WHAT IS REQUIRED: Copy each of the items below word for word, leaving out the pictures.
────────────────────────────────────────
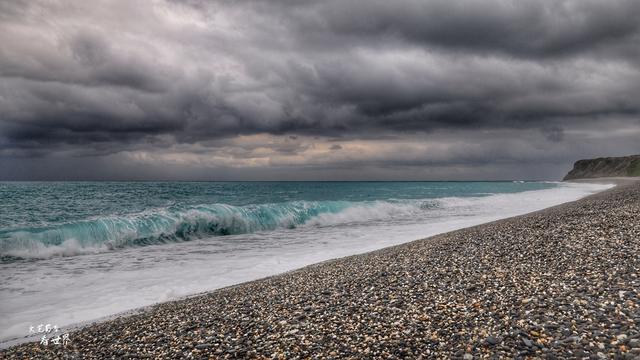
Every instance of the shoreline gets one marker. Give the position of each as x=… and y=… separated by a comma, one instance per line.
x=139, y=314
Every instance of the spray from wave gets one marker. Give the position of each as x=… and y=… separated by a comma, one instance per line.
x=177, y=224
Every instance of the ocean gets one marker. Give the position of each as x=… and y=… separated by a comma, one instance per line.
x=72, y=252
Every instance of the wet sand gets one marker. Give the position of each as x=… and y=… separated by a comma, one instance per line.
x=558, y=283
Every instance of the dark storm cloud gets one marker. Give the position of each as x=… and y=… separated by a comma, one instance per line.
x=100, y=78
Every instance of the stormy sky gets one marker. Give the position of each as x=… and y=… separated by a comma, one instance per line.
x=326, y=90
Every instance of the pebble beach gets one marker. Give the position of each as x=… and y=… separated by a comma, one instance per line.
x=558, y=283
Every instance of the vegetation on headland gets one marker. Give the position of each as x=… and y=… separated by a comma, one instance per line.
x=605, y=167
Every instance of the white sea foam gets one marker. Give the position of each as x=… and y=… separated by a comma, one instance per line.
x=73, y=289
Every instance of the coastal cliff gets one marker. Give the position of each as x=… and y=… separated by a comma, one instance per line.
x=605, y=167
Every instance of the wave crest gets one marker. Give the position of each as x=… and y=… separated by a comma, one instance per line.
x=177, y=224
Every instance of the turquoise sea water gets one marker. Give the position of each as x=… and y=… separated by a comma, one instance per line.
x=72, y=252
x=38, y=215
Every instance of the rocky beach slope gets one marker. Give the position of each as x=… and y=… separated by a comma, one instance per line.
x=559, y=283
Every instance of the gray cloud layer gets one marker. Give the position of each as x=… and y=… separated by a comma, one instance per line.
x=121, y=80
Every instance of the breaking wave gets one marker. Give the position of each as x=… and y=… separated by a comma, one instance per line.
x=177, y=224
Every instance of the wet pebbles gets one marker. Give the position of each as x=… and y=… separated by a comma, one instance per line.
x=560, y=283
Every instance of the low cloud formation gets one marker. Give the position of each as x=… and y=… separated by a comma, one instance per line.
x=344, y=89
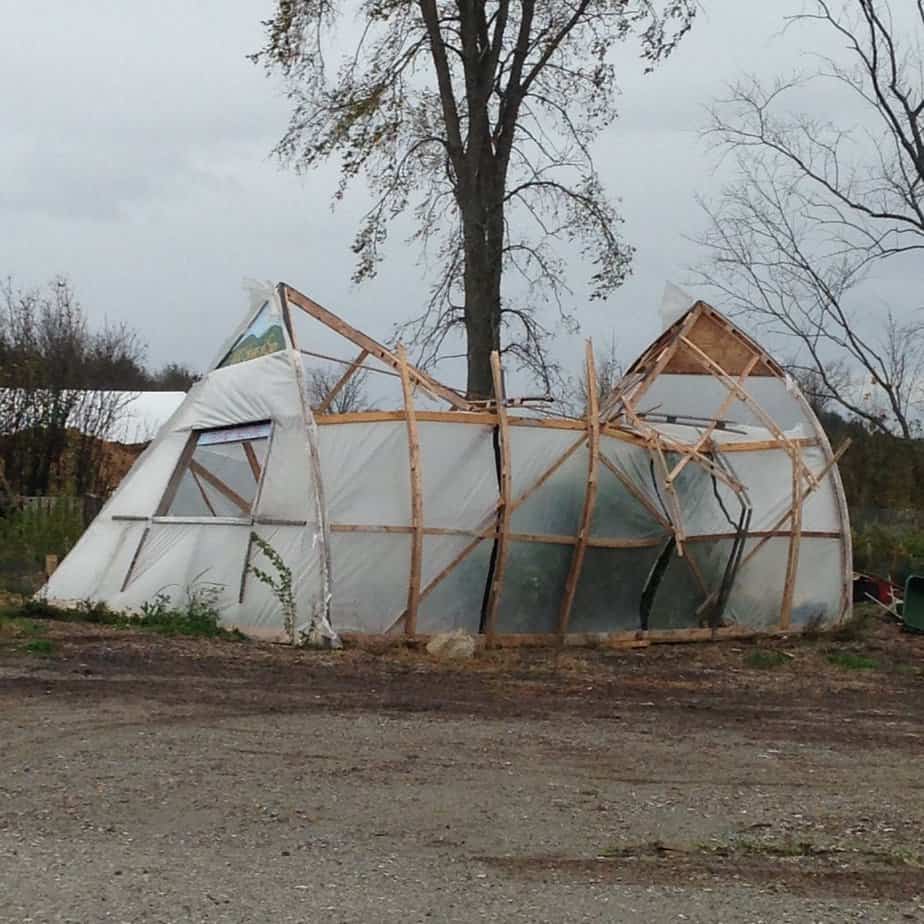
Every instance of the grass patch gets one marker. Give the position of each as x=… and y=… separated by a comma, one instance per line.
x=765, y=659
x=858, y=627
x=850, y=661
x=197, y=616
x=43, y=647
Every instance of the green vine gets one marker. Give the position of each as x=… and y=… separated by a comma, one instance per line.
x=280, y=585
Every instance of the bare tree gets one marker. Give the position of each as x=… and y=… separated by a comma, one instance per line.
x=351, y=396
x=819, y=203
x=61, y=385
x=477, y=117
x=609, y=370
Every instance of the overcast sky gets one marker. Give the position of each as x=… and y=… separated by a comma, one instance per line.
x=135, y=159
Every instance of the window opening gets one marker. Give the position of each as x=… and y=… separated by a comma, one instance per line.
x=221, y=475
x=263, y=336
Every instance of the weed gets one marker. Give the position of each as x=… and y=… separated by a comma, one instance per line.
x=765, y=659
x=851, y=661
x=281, y=585
x=197, y=616
x=857, y=628
x=43, y=647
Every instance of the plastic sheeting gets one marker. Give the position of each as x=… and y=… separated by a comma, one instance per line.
x=335, y=502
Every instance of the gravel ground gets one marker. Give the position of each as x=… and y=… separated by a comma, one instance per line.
x=156, y=780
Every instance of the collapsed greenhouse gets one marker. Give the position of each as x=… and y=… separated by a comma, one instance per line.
x=700, y=498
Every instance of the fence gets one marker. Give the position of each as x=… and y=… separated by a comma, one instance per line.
x=32, y=528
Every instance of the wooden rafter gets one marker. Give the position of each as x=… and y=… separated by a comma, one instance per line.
x=373, y=347
x=204, y=496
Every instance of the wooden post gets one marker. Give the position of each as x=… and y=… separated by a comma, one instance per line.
x=633, y=489
x=590, y=492
x=413, y=593
x=503, y=526
x=338, y=386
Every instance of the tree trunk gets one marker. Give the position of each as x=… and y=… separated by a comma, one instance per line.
x=484, y=244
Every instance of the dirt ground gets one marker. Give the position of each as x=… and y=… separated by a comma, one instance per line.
x=146, y=779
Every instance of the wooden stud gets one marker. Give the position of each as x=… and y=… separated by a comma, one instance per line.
x=413, y=439
x=805, y=492
x=769, y=534
x=252, y=461
x=173, y=484
x=338, y=385
x=489, y=527
x=792, y=560
x=374, y=348
x=133, y=562
x=730, y=399
x=243, y=585
x=590, y=492
x=503, y=526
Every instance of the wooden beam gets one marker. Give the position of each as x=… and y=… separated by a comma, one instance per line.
x=134, y=561
x=197, y=469
x=374, y=348
x=768, y=534
x=634, y=490
x=730, y=399
x=413, y=440
x=667, y=352
x=813, y=484
x=503, y=525
x=763, y=445
x=709, y=363
x=338, y=385
x=252, y=461
x=590, y=491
────────────────────────────────────────
CORRECT OUTPUT:
Every instance of the shoreline gets one marker. Give the position of each as x=… and y=… separated by a comma, one instance per line.
x=139, y=314
Every instance of the spray from wave gets one marker. Give the position of each as x=… and y=… separated by a comma, one instance per line.
x=177, y=224
Every instance of the ocean gets one marker. Give the position of each as x=… and y=… separated by a comma, one instance per line.
x=72, y=252
Every instance of the wet sand gets one marker. Give the position of each as x=… and y=… separated by a comma, one instance per line.
x=558, y=283
Every instance of the dark storm cloud gets one marker. Give the position of each as x=… and y=… separated by a comma, one instance per line.
x=100, y=78
Every instance of the stormy sky gets one marker. Give the position of each as x=… and y=… separated by a comma, one instance per line.
x=326, y=90
Every instance of the pebble beach gets one marker. Give the position of each as x=… and y=… separated by a comma, one instance per line.
x=558, y=283
Every instance of the vegetation on headland gets one marker. Give the position of each as x=… and y=… separated by a comma, one instance per line.
x=605, y=167
Every instance of the white sea foam gets one marker. Give the position of each as x=… and y=… separated by a comma, one instance per line.
x=73, y=289
Every instance of the coastal cliff gets one marker. Give the position of each as x=… and y=… separated by a comma, one instance per line.
x=605, y=167
Every instance of the wave crest gets one marker. Give the position of each as x=… and y=… separated by a comma, one instance per line.
x=177, y=224
Every instance of the turquoise sea water gets one marker. Give the position of each as x=… and y=… separated by a comma, one instance per line.
x=72, y=252
x=38, y=215
Every instance of the rocky beach slope gets one marker. Give the position of each as x=… and y=… separated by a comma, one instance per line.
x=559, y=283
Every instance of the gray cloud layer gets one marker. Give the position of each as x=… and y=… separated by a comma, one instance per line.
x=121, y=80
Every instance of the breaking wave gets one marker. Give the position of each as x=… and y=… separated by a comma, one instance per line.
x=177, y=224
Every instance of the wet pebbles gets one marker. Give the position of each as x=… and y=… separated by a comma, one instance per line.
x=560, y=283
Every instance of the low cloud formation gets one marker. Give the position of each as x=… and y=… separated by a comma, one instance per line.
x=344, y=89
Every instance of the grass patch gets one marker. Give the position of each as x=… and y=… separated by a comma, one instance per line.
x=765, y=659
x=858, y=627
x=850, y=661
x=197, y=616
x=43, y=647
Every instance of the green vine gets one marker. Give the position of each as x=… and y=… separated by a comma, one instance per line.
x=280, y=585
Every instance of the bare tree gets one marker. Give the position of each as x=… and y=… separated by a comma, one instance per line.
x=351, y=396
x=819, y=203
x=61, y=385
x=477, y=117
x=609, y=370
Every instance of the overcast sky gets one marker. Give the position of each as x=… and y=… separated by a comma, one instance per line.
x=135, y=159
Every instance of the window opening gets one marker. Give the position of each as x=… and y=… separated by a comma, one instance per line.
x=221, y=475
x=263, y=336
Every instance of the weed gets one marker. Give the position of each as x=… and y=… separated by a comma, one instance per line.
x=765, y=659
x=851, y=661
x=281, y=585
x=197, y=616
x=857, y=628
x=43, y=647
Every instance of the plastic sheeting gets one marker. Give the position of each as x=… and y=… separated by a comma, one instance per line.
x=335, y=502
Every instance of the gravel ground gets one marker. Give the position of each as x=… and y=… separated by a comma, one instance per line.
x=156, y=780
Every instance of the collapsed greenhouse gets one marker. Give the position of each as x=… and y=… separated by a comma, one instance per line.
x=700, y=498
Every instance of the fence gets one marker. Give the position of each as x=… and y=… separated by a comma, one instance per line.
x=32, y=528
Every instance of the wooden rafter gets one marker. Give the position of each as x=… and y=… separated by a comma, one instance per line.
x=373, y=347
x=204, y=496
Every instance of the wooden post gets one marker. Give the position of each as x=… and y=… separated by a comma, one instance per line.
x=633, y=489
x=590, y=492
x=413, y=593
x=503, y=526
x=338, y=386
Every instance of the tree trunk gets one marker. Give the position of each as x=… and y=… separated by a comma, one instance per line.
x=484, y=244
Every instance of the dirt ground gets one marker. Give the position of each as x=… and y=… separated by a comma, one instance per line.
x=146, y=779
Every instance of the wooden stud gets one marker. Give the position of each as x=… and y=… separated by a comma, one instance per line.
x=413, y=439
x=805, y=492
x=769, y=534
x=252, y=461
x=173, y=484
x=338, y=385
x=489, y=527
x=792, y=560
x=374, y=348
x=133, y=562
x=730, y=399
x=243, y=585
x=590, y=492
x=503, y=526
Every instance of the wooden beam gets one marker. Give the position of each as x=… and y=… separated by a comma, one instance per line.
x=134, y=561
x=197, y=469
x=374, y=348
x=768, y=534
x=634, y=490
x=730, y=399
x=413, y=440
x=667, y=352
x=813, y=484
x=503, y=525
x=763, y=445
x=709, y=363
x=338, y=385
x=252, y=461
x=590, y=491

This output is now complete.